§ **REQUIRED TASK**: Count how many lines of the material below contain the string "green". Reply with the number alone.

§ **Excerpts of bounding box data**:
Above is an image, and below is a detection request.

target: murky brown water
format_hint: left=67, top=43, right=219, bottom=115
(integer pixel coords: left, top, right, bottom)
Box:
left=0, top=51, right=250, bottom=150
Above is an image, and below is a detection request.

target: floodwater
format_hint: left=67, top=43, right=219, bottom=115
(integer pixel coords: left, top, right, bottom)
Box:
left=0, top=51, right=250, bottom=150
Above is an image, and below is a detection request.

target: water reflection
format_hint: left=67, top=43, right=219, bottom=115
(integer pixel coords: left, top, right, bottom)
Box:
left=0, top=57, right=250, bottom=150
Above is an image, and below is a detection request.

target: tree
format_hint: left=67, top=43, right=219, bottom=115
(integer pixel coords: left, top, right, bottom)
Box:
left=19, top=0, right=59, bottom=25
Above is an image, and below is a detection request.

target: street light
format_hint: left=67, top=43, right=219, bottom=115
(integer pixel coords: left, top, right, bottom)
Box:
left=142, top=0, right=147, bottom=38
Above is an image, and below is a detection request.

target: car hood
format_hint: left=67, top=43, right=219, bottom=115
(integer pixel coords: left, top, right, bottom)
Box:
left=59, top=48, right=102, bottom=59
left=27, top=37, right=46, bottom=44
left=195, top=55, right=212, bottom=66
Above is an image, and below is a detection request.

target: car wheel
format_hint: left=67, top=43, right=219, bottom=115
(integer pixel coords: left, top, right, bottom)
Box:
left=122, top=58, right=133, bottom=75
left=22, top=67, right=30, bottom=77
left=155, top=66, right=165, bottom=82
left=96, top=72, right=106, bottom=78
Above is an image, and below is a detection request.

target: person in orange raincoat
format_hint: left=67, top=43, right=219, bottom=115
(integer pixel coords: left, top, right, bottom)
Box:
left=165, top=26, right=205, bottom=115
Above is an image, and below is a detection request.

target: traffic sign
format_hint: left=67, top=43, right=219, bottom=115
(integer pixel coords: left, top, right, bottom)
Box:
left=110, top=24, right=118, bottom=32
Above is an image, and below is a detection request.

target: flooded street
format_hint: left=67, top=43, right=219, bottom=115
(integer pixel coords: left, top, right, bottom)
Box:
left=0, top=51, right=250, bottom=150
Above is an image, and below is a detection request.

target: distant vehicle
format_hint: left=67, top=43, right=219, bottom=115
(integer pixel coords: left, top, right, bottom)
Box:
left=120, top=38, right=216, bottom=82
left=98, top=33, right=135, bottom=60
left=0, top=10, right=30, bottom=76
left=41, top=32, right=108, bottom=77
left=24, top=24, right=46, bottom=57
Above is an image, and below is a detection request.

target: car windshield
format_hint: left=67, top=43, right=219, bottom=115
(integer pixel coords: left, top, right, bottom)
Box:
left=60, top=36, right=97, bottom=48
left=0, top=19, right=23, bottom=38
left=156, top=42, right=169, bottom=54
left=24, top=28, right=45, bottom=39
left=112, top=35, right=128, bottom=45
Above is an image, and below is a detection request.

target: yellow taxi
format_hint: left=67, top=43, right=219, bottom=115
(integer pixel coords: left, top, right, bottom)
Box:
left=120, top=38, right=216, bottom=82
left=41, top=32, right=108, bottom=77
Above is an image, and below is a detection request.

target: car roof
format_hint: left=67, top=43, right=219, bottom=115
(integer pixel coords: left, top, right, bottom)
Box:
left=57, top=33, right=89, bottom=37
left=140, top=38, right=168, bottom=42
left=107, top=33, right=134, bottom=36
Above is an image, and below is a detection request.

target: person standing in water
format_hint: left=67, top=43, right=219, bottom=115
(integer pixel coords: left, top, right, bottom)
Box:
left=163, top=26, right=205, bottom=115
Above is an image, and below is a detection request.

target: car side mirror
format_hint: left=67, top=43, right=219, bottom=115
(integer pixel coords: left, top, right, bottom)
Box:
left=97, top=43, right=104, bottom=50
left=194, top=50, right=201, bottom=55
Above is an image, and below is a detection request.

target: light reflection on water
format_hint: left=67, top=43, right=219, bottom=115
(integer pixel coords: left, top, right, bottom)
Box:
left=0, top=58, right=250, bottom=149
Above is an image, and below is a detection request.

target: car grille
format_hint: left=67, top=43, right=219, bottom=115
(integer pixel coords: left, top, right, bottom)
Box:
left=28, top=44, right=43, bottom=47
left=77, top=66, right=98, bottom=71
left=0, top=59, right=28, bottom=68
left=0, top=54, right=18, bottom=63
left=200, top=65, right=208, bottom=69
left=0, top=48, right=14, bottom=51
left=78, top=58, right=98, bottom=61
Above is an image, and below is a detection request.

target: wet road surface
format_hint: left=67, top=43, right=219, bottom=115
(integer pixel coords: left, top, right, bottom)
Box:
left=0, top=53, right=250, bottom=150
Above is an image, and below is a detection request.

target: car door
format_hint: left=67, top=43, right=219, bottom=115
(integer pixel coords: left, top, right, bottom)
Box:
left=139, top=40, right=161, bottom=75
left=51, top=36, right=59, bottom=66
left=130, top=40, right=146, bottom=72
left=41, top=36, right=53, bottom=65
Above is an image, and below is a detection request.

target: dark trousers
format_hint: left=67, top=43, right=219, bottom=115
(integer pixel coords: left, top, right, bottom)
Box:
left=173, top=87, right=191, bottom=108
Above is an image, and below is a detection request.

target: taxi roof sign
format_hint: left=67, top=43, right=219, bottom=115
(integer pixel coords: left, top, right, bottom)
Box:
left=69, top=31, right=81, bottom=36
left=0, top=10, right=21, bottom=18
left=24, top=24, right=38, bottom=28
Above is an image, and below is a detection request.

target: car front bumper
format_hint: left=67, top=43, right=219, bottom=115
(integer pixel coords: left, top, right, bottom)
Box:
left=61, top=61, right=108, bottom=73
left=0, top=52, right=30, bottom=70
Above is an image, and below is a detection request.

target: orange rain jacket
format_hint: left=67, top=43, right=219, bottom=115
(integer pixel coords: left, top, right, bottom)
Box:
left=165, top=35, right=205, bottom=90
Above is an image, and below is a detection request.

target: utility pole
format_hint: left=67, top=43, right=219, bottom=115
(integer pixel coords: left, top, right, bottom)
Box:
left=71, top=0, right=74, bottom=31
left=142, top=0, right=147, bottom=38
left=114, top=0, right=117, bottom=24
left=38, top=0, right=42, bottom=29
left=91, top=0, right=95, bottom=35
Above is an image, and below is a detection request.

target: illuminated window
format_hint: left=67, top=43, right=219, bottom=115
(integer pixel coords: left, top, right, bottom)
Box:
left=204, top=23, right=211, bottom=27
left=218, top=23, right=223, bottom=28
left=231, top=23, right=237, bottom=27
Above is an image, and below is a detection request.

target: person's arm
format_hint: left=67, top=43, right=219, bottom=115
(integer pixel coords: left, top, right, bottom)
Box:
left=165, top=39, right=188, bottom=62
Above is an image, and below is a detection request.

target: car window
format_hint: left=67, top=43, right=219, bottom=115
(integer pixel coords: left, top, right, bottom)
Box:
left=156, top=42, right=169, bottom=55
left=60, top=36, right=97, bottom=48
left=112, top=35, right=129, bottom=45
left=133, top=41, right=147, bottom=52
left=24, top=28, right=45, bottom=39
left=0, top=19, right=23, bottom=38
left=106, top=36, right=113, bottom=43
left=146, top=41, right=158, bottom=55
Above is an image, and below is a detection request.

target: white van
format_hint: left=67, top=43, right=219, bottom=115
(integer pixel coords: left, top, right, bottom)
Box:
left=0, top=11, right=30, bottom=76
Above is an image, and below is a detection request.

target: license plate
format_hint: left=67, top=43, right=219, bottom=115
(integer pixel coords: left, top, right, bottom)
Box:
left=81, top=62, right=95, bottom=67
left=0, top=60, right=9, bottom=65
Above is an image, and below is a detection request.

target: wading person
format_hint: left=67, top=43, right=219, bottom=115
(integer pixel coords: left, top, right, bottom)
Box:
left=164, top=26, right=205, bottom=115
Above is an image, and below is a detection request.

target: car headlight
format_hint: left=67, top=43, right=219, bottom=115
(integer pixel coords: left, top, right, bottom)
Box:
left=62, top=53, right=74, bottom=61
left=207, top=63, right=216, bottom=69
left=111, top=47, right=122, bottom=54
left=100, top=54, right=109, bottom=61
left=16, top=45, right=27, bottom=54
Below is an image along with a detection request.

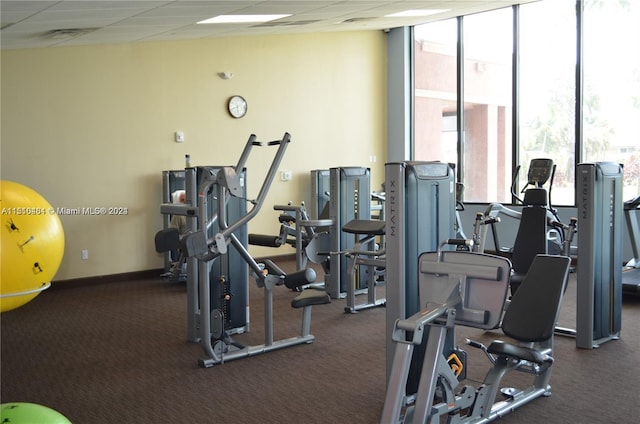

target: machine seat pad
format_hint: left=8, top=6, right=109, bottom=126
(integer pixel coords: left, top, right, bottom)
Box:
left=487, top=340, right=553, bottom=365
left=342, top=219, right=385, bottom=236
left=291, top=288, right=331, bottom=308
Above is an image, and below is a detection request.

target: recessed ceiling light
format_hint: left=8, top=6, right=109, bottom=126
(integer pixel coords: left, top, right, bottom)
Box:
left=385, top=9, right=451, bottom=18
left=198, top=14, right=291, bottom=24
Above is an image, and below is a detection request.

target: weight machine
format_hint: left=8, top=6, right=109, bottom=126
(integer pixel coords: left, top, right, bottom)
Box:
left=384, top=161, right=456, bottom=393
left=575, top=162, right=623, bottom=349
left=622, top=196, right=640, bottom=294
left=156, top=133, right=331, bottom=368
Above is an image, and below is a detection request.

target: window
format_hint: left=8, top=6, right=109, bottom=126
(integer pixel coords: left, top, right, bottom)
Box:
left=581, top=0, right=640, bottom=200
left=518, top=0, right=576, bottom=206
left=413, top=0, right=640, bottom=206
left=414, top=19, right=458, bottom=164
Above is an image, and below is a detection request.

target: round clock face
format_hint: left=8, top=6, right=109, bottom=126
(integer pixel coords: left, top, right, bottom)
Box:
left=227, top=96, right=247, bottom=118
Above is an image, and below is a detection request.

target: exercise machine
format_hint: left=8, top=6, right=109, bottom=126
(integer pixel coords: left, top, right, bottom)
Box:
left=249, top=203, right=331, bottom=285
left=325, top=166, right=371, bottom=299
left=160, top=133, right=331, bottom=368
left=160, top=169, right=187, bottom=282
left=622, top=196, right=640, bottom=294
left=308, top=169, right=330, bottom=219
left=385, top=161, right=456, bottom=391
left=380, top=240, right=570, bottom=424
left=478, top=158, right=564, bottom=258
left=155, top=166, right=249, bottom=343
left=576, top=162, right=623, bottom=349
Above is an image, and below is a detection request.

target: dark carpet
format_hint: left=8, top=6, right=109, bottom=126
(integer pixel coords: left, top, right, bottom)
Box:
left=0, top=258, right=640, bottom=424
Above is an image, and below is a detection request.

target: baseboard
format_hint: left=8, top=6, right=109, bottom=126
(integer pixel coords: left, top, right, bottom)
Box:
left=51, top=253, right=296, bottom=288
left=51, top=268, right=164, bottom=288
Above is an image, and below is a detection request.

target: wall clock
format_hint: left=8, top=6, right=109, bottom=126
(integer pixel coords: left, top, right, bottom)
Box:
left=227, top=96, right=247, bottom=118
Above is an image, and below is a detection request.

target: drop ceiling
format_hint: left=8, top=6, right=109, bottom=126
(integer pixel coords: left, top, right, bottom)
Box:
left=0, top=0, right=535, bottom=49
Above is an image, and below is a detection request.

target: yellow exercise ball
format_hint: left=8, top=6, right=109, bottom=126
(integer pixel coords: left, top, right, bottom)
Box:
left=0, top=180, right=64, bottom=312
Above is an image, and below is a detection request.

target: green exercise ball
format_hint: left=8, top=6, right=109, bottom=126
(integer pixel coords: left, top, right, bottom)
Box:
left=0, top=402, right=71, bottom=424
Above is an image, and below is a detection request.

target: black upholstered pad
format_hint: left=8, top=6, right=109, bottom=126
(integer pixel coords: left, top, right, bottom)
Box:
left=487, top=341, right=553, bottom=365
left=502, top=255, right=571, bottom=343
left=342, top=219, right=385, bottom=236
left=291, top=289, right=331, bottom=308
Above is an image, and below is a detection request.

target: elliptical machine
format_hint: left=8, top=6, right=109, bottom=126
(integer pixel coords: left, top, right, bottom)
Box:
left=475, top=159, right=577, bottom=294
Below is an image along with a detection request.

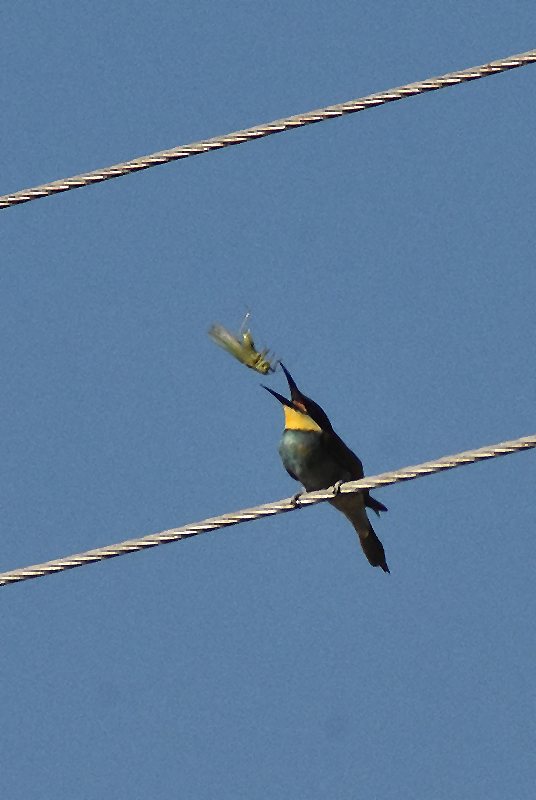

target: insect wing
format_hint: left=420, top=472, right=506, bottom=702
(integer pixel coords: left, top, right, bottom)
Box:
left=208, top=323, right=248, bottom=364
left=208, top=317, right=274, bottom=375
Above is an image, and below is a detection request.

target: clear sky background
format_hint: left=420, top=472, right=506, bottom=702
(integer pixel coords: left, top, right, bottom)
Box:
left=0, top=0, right=536, bottom=800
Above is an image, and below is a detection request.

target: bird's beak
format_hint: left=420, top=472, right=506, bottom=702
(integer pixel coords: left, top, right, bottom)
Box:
left=262, top=384, right=294, bottom=408
left=279, top=362, right=307, bottom=412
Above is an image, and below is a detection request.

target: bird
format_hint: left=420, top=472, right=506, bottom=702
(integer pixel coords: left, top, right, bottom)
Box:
left=264, top=362, right=389, bottom=572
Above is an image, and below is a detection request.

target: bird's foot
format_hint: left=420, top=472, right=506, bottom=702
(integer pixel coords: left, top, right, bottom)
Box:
left=331, top=481, right=344, bottom=497
left=290, top=492, right=303, bottom=508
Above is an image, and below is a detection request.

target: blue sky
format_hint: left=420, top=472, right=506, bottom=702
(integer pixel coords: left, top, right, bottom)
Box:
left=0, top=0, right=536, bottom=800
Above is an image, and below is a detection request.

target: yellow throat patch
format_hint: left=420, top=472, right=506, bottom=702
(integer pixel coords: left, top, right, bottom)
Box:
left=283, top=406, right=322, bottom=431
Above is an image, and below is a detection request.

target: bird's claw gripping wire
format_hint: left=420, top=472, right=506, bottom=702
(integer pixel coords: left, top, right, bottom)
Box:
left=290, top=492, right=303, bottom=508
left=331, top=481, right=344, bottom=497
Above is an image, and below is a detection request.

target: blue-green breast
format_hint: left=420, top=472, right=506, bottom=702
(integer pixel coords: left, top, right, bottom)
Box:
left=279, top=430, right=351, bottom=492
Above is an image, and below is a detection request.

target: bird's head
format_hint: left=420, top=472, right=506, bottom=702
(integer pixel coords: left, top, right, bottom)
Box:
left=264, top=362, right=333, bottom=431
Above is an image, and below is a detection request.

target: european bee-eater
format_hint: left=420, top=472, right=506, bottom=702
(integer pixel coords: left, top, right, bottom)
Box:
left=264, top=362, right=389, bottom=572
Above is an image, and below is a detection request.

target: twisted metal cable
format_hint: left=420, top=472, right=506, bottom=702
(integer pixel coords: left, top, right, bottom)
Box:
left=0, top=50, right=536, bottom=209
left=0, top=435, right=536, bottom=586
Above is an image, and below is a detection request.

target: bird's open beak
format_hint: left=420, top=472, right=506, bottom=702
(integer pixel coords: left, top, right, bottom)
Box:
left=262, top=384, right=294, bottom=408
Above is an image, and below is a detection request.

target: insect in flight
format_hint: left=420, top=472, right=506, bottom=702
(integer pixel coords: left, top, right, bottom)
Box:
left=208, top=311, right=275, bottom=375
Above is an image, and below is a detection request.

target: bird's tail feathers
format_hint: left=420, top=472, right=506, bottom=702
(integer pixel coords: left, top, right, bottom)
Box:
left=329, top=494, right=389, bottom=572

§ **TASK SOLUTION**: 2